- [Document excerpt]
## BEGIN
The run route was not straightforward to say the least, and I had never run any of it before. I left the parking lot and headed across the road for an out-and-back in the actual spillway. The road that runs along the inner edge of it is not well maintained. It’s rocky and full of potholes. Several potholes even spanned the entire width of the road (see cloud emblems below for approximate locations) and were full of muddy water, forcing me to run through the overgrown grass on the sides.
At the end of the spillway, there was a 2-lane track that turned right down the power line easement. I ran a couple tenths down it before it got so rough and grown up that I had to turn around.
There was shade from one single tree at the turn (see sunglasses). The 1 second of shade made me all the more aware how open and sunny this area was.
When my watch beeped for 1 mile, I already knew things were going to get ugly.
Map of the 8-mile run
After exiting the spillway area, which I wished to never run again, I turned right and headed up a nearly mile-long hill on Skyline Dr. This area is surrounded by trees so I expected there to be ample shade, but I was wrong. The sun was bursting through the pine needles, and I had to weave back and forth across the road (which I did not have the extra energy for) to try to stay in what mottled shade patches there were.
The hill heading up Skyline Drive: I don’t know what time of day or year this was taken, but there was nowhere near this much shade on my run.
## END
- [Problems and tasks]
A - In the run account, what road did the runner head up after leaving the spillway area?
B - Reproduce the passage of the run account between "There was shade" and "shade on my run.", inclusive.
The rows that come next have no connection to the run account.

- [Provided material]
## BEGIN
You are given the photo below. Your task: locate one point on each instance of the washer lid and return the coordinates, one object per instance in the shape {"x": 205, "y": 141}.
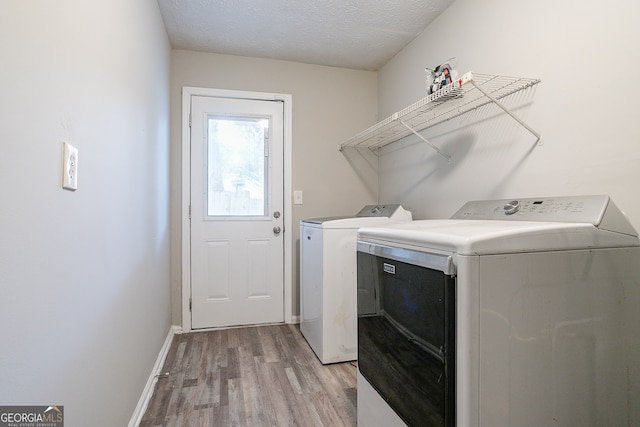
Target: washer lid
{"x": 370, "y": 215}
{"x": 483, "y": 237}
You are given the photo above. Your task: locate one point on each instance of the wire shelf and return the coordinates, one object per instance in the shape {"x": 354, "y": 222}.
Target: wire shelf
{"x": 471, "y": 91}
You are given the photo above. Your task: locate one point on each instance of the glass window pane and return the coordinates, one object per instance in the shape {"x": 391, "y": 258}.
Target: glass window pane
{"x": 236, "y": 166}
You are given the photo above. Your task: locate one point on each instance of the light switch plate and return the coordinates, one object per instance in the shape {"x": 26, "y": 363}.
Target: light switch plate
{"x": 69, "y": 167}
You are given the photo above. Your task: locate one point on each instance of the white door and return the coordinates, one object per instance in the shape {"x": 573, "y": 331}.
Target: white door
{"x": 237, "y": 174}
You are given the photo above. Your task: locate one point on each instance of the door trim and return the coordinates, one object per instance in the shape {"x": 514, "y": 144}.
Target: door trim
{"x": 187, "y": 93}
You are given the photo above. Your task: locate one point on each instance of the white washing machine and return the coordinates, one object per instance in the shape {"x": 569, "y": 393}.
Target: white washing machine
{"x": 511, "y": 313}
{"x": 328, "y": 279}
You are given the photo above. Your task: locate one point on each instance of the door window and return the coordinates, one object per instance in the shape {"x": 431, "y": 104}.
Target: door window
{"x": 237, "y": 150}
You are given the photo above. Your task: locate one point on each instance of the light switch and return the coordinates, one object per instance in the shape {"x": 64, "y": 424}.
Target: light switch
{"x": 69, "y": 167}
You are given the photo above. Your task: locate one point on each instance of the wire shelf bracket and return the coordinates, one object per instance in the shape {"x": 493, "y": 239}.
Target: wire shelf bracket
{"x": 471, "y": 91}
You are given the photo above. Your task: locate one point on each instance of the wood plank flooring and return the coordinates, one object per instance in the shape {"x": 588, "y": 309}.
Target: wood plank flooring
{"x": 254, "y": 376}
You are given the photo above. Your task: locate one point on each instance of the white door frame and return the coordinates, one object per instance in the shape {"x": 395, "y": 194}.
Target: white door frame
{"x": 187, "y": 93}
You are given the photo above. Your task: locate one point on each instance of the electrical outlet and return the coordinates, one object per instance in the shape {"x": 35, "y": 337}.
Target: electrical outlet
{"x": 69, "y": 167}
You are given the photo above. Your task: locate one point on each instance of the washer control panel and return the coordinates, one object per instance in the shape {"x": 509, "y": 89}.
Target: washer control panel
{"x": 589, "y": 209}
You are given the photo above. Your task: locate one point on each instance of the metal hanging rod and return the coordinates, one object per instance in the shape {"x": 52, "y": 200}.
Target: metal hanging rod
{"x": 444, "y": 104}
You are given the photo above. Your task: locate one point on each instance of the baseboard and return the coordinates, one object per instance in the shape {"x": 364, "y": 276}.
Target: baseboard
{"x": 147, "y": 392}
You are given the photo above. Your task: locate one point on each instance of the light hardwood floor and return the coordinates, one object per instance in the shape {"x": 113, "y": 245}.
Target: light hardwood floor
{"x": 255, "y": 376}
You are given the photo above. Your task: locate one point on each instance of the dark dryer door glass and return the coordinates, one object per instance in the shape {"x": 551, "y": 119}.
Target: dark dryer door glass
{"x": 406, "y": 338}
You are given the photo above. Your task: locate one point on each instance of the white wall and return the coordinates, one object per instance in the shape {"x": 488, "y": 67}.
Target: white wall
{"x": 84, "y": 276}
{"x": 586, "y": 55}
{"x": 329, "y": 105}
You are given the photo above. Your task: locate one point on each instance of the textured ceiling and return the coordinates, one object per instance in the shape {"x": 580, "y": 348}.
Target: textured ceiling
{"x": 360, "y": 34}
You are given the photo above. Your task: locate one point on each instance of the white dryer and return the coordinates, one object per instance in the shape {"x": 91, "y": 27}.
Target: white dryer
{"x": 328, "y": 314}
{"x": 511, "y": 313}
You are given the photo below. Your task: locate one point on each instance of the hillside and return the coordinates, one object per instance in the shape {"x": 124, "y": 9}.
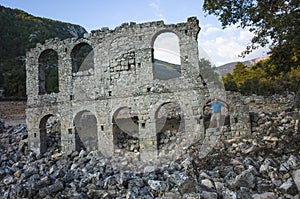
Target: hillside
{"x": 164, "y": 70}
{"x": 228, "y": 68}
{"x": 20, "y": 31}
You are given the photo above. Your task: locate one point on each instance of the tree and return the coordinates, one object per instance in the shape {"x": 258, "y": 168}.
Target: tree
{"x": 272, "y": 21}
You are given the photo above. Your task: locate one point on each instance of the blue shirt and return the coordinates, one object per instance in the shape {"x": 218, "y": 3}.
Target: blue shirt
{"x": 216, "y": 106}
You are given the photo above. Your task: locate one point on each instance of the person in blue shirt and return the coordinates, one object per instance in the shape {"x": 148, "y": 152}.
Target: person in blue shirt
{"x": 216, "y": 115}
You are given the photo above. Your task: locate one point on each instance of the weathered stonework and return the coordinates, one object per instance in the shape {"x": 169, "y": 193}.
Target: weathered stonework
{"x": 121, "y": 76}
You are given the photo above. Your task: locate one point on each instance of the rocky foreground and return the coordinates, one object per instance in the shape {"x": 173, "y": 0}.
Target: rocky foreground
{"x": 263, "y": 165}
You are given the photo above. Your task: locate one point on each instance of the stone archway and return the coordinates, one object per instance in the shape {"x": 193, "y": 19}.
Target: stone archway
{"x": 82, "y": 57}
{"x": 225, "y": 116}
{"x": 86, "y": 137}
{"x": 169, "y": 124}
{"x": 50, "y": 134}
{"x": 48, "y": 72}
{"x": 125, "y": 131}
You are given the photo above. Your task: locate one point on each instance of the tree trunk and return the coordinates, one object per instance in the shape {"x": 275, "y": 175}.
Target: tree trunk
{"x": 297, "y": 99}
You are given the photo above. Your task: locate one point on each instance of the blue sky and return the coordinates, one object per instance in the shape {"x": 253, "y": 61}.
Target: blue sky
{"x": 219, "y": 45}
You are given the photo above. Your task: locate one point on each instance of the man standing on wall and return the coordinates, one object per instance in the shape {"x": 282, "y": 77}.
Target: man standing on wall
{"x": 216, "y": 115}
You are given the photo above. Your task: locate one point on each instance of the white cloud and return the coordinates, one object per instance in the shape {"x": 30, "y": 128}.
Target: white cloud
{"x": 211, "y": 30}
{"x": 227, "y": 44}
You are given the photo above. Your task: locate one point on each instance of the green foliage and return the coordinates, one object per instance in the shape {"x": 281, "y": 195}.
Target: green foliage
{"x": 262, "y": 79}
{"x": 19, "y": 32}
{"x": 272, "y": 20}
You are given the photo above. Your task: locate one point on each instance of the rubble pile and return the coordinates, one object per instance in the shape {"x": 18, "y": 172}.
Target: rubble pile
{"x": 264, "y": 164}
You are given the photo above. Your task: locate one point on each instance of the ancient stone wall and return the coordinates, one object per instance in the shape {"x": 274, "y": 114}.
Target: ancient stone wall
{"x": 117, "y": 74}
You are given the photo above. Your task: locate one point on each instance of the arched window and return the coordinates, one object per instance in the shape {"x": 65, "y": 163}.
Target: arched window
{"x": 82, "y": 57}
{"x": 166, "y": 57}
{"x": 169, "y": 124}
{"x": 86, "y": 137}
{"x": 125, "y": 130}
{"x": 48, "y": 72}
{"x": 50, "y": 135}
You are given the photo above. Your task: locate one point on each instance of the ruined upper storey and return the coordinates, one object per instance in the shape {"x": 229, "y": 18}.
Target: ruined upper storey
{"x": 119, "y": 63}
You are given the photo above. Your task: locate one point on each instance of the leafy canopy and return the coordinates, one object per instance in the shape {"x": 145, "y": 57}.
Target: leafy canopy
{"x": 270, "y": 20}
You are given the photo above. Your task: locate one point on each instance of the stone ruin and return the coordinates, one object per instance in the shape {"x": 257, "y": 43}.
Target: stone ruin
{"x": 115, "y": 82}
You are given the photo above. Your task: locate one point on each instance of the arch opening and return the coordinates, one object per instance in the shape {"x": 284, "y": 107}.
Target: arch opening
{"x": 169, "y": 122}
{"x": 82, "y": 57}
{"x": 86, "y": 137}
{"x": 166, "y": 56}
{"x": 125, "y": 130}
{"x": 50, "y": 134}
{"x": 48, "y": 72}
{"x": 224, "y": 117}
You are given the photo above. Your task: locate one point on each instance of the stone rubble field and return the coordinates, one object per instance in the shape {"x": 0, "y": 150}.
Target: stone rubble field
{"x": 262, "y": 165}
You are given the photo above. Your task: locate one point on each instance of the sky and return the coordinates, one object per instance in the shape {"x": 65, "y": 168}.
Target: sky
{"x": 219, "y": 45}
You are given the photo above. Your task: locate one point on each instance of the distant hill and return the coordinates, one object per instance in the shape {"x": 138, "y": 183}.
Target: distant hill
{"x": 20, "y": 31}
{"x": 228, "y": 68}
{"x": 165, "y": 70}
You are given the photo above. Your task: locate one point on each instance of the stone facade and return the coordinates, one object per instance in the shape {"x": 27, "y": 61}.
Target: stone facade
{"x": 120, "y": 76}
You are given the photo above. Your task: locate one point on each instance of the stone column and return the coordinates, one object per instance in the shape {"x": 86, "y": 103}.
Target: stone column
{"x": 148, "y": 141}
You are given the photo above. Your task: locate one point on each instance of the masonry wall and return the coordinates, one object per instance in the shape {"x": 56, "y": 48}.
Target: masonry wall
{"x": 121, "y": 76}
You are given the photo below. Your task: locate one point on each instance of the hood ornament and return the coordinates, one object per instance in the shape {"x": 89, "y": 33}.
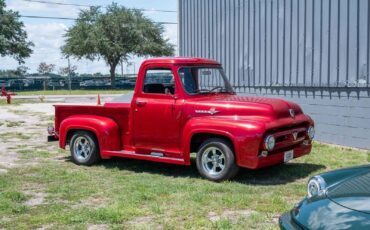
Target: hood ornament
{"x": 211, "y": 111}
{"x": 292, "y": 113}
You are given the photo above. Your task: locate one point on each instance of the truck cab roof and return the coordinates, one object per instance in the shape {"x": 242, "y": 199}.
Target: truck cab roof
{"x": 181, "y": 60}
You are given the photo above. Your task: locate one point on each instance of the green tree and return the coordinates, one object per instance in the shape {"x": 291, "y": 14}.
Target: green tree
{"x": 114, "y": 35}
{"x": 45, "y": 69}
{"x": 13, "y": 37}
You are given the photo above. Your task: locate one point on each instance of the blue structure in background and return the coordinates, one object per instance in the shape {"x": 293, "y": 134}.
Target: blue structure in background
{"x": 313, "y": 52}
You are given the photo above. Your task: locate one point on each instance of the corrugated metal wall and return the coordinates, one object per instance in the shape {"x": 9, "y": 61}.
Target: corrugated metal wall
{"x": 313, "y": 52}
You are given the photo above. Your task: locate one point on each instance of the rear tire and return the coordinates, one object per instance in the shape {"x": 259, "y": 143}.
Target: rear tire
{"x": 216, "y": 160}
{"x": 84, "y": 148}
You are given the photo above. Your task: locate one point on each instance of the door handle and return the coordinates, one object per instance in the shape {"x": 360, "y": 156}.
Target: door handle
{"x": 140, "y": 103}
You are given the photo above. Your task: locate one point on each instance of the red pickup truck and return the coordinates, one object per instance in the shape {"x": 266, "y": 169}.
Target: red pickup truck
{"x": 181, "y": 106}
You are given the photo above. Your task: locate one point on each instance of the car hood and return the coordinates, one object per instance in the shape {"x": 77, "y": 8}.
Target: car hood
{"x": 353, "y": 192}
{"x": 322, "y": 213}
{"x": 246, "y": 106}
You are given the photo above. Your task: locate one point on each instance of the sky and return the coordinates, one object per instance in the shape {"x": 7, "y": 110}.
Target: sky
{"x": 47, "y": 34}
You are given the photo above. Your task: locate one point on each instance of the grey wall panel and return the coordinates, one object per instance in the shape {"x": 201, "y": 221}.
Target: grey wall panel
{"x": 313, "y": 52}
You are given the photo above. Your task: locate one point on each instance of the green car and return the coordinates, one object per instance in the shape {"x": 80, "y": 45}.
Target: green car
{"x": 335, "y": 200}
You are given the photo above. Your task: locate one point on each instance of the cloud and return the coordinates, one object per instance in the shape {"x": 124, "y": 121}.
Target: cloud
{"x": 47, "y": 35}
{"x": 35, "y": 8}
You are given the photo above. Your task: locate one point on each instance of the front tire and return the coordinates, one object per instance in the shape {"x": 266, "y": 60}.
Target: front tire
{"x": 84, "y": 148}
{"x": 216, "y": 160}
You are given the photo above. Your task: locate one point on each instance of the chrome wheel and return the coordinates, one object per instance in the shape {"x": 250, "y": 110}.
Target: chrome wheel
{"x": 213, "y": 161}
{"x": 82, "y": 148}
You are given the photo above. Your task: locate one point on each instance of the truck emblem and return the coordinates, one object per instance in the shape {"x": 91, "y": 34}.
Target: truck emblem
{"x": 210, "y": 111}
{"x": 295, "y": 135}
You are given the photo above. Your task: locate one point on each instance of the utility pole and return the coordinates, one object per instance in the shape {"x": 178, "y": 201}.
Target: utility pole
{"x": 122, "y": 68}
{"x": 69, "y": 76}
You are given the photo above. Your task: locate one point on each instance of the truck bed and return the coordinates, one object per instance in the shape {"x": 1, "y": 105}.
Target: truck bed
{"x": 119, "y": 112}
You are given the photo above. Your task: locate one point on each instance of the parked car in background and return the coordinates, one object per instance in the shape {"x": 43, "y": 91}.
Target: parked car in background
{"x": 335, "y": 200}
{"x": 185, "y": 105}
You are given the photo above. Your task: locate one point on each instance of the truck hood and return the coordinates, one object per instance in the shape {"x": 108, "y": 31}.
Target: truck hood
{"x": 353, "y": 193}
{"x": 222, "y": 105}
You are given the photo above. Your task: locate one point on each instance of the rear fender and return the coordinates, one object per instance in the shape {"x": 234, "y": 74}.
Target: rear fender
{"x": 245, "y": 136}
{"x": 105, "y": 129}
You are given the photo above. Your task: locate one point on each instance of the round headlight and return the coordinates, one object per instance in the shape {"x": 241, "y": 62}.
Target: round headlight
{"x": 311, "y": 132}
{"x": 316, "y": 186}
{"x": 269, "y": 142}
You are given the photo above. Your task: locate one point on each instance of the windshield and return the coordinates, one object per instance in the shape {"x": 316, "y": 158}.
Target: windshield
{"x": 204, "y": 80}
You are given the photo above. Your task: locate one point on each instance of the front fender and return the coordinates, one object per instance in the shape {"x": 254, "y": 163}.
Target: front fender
{"x": 105, "y": 129}
{"x": 245, "y": 134}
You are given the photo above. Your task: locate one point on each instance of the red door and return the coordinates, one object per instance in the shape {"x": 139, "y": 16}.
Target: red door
{"x": 157, "y": 115}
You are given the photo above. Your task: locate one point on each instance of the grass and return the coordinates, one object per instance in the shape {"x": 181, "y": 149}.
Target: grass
{"x": 72, "y": 92}
{"x": 15, "y": 101}
{"x": 14, "y": 123}
{"x": 15, "y": 135}
{"x": 132, "y": 194}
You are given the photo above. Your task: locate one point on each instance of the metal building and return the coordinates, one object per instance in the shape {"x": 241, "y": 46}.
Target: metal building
{"x": 312, "y": 52}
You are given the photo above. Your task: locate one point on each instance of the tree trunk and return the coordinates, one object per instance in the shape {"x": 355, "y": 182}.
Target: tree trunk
{"x": 113, "y": 75}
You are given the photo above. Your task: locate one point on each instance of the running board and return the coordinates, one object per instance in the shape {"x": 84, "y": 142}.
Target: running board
{"x": 154, "y": 157}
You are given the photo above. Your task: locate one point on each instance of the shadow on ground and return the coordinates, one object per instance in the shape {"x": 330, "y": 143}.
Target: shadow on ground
{"x": 280, "y": 174}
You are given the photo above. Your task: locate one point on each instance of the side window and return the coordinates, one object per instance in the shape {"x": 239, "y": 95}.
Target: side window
{"x": 159, "y": 81}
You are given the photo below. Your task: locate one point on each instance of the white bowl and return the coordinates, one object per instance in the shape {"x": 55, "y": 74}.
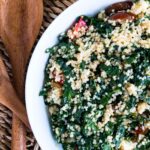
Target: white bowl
{"x": 36, "y": 108}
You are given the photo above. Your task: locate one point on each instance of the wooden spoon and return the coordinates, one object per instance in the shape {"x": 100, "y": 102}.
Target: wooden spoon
{"x": 20, "y": 24}
{"x": 8, "y": 96}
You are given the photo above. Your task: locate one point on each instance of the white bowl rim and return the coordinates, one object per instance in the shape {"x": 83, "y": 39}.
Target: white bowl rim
{"x": 36, "y": 125}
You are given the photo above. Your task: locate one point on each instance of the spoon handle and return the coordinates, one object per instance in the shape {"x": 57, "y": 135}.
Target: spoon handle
{"x": 8, "y": 96}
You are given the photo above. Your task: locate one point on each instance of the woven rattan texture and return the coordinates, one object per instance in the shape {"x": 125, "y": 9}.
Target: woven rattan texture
{"x": 52, "y": 8}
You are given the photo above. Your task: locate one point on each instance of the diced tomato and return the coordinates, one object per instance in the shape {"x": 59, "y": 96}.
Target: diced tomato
{"x": 81, "y": 23}
{"x": 140, "y": 130}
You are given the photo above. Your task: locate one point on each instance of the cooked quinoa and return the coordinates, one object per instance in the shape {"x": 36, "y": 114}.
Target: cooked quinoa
{"x": 97, "y": 82}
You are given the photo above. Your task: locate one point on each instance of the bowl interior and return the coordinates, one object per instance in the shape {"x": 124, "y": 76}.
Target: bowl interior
{"x": 37, "y": 112}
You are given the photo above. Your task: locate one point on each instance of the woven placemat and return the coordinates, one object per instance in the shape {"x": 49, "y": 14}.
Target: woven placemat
{"x": 52, "y": 8}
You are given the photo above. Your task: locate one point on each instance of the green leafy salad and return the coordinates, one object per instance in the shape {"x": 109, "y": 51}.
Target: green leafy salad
{"x": 97, "y": 80}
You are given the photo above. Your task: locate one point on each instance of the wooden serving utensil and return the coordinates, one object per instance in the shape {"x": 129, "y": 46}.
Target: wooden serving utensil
{"x": 8, "y": 96}
{"x": 20, "y": 22}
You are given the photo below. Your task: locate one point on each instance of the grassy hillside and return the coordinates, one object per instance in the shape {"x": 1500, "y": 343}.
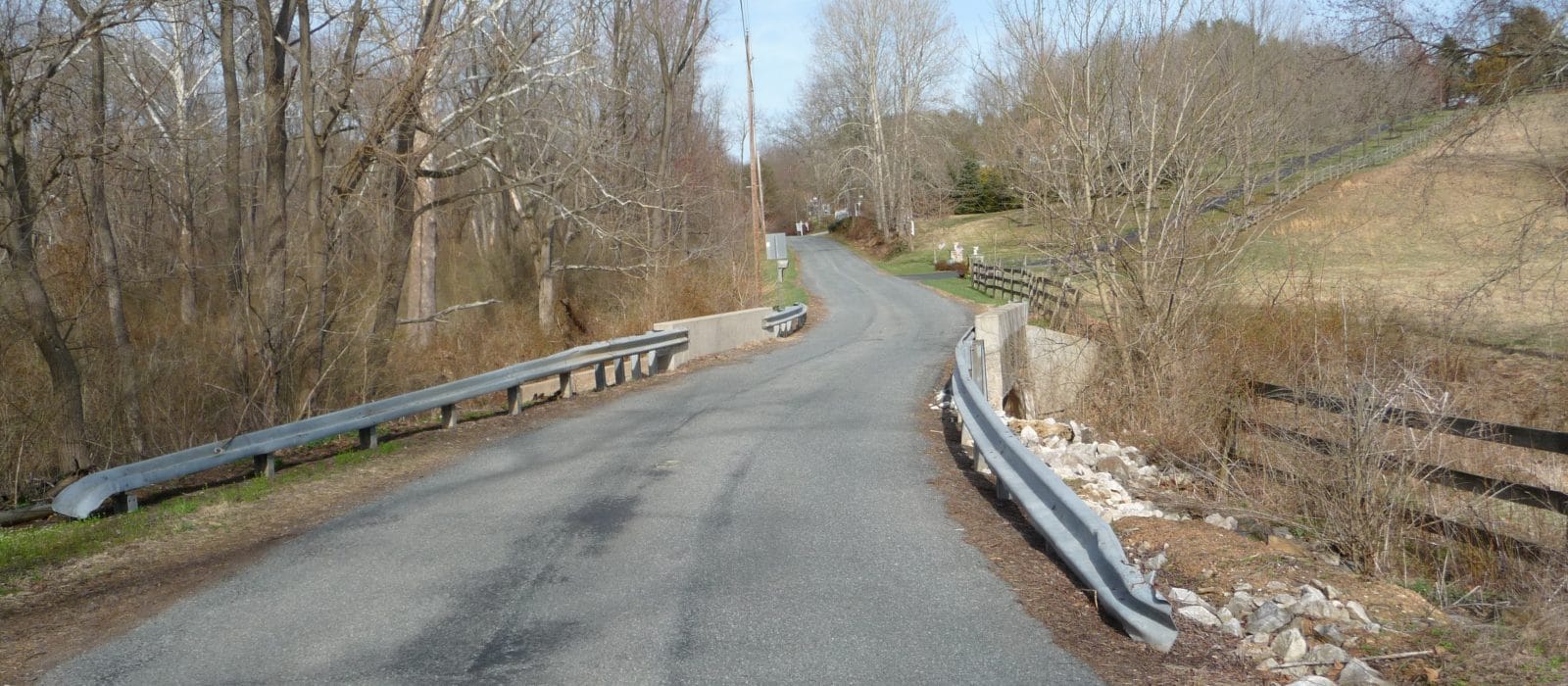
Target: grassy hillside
{"x": 1470, "y": 235}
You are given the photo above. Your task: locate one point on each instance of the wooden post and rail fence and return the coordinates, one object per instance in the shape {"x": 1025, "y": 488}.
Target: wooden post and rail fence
{"x": 1058, "y": 300}
{"x": 1055, "y": 298}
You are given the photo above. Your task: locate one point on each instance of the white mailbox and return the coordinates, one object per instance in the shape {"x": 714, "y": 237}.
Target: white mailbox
{"x": 776, "y": 249}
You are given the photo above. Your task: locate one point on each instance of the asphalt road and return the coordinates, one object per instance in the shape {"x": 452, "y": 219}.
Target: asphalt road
{"x": 758, "y": 521}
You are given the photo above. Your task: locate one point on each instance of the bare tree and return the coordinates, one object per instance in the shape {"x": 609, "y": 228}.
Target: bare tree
{"x": 35, "y": 47}
{"x": 878, "y": 68}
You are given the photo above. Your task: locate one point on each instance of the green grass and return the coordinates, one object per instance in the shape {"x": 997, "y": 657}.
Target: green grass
{"x": 789, "y": 292}
{"x": 25, "y": 552}
{"x": 961, "y": 288}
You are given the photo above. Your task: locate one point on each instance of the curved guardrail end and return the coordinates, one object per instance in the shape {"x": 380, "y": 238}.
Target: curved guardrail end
{"x": 1082, "y": 541}
{"x": 85, "y": 495}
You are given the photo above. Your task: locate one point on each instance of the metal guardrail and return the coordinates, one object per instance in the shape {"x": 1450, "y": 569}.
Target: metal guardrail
{"x": 1081, "y": 539}
{"x": 1465, "y": 428}
{"x": 786, "y": 319}
{"x": 90, "y": 492}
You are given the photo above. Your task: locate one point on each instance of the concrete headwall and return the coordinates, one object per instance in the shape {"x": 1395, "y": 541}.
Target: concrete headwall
{"x": 717, "y": 332}
{"x": 1060, "y": 367}
{"x": 1005, "y": 350}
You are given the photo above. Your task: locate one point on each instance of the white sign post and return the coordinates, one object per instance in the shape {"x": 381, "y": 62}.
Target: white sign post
{"x": 778, "y": 251}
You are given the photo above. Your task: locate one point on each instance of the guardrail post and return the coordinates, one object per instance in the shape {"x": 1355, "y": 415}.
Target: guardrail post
{"x": 977, "y": 369}
{"x": 124, "y": 503}
{"x": 1001, "y": 489}
{"x": 368, "y": 439}
{"x": 264, "y": 464}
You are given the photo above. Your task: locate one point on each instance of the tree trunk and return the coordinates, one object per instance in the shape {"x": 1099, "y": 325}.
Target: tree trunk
{"x": 41, "y": 321}
{"x": 278, "y": 343}
{"x": 422, "y": 253}
{"x": 405, "y": 177}
{"x": 545, "y": 269}
{"x": 104, "y": 238}
{"x": 234, "y": 201}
## END
- [Results for the exercise]
A - Skyline Drive, up a nearly mile-long hill.

B -
There was shade from one single tree at the turn (see sunglasses). The 1 second of shade made me all the more aware how open and sunny this area was.
When my watch beeped for 1 mile, I already knew things were going to get ugly.
Map of the 8-mile run
After exiting the spillway area, which I wished to never run again, I turned right and headed up a nearly mile-long hill on Skyline Dr. This area is surrounded by trees so I expected there to be ample shade, but I was wrong. The sun was bursting through the pine needles, and I had to weave back and forth across the road (which I did not have the extra energy for) to try to stay in what mottled shade patches there were.
The hill heading up Skyline Drive: I don’t know what time of day or year this was taken, but there was nowhere near this much shade on my run.